Rewrite the records below, substituting "stone ledge" for each occurrence of "rocky reef" and changing nothing else. Omit the pictures from your version.

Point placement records
######
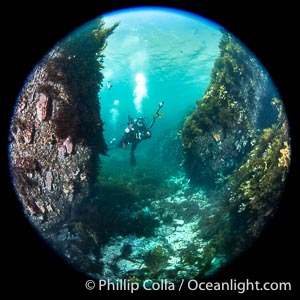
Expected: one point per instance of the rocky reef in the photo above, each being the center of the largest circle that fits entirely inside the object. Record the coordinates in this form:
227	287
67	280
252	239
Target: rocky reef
######
§ Written response:
Expected: one point per instance of the stone ledge in the photo above, each being the center of the largest circle that fits entirely inside the object. Record the coordinates in this form:
227	287
67	280
252	239
Target: stone ledge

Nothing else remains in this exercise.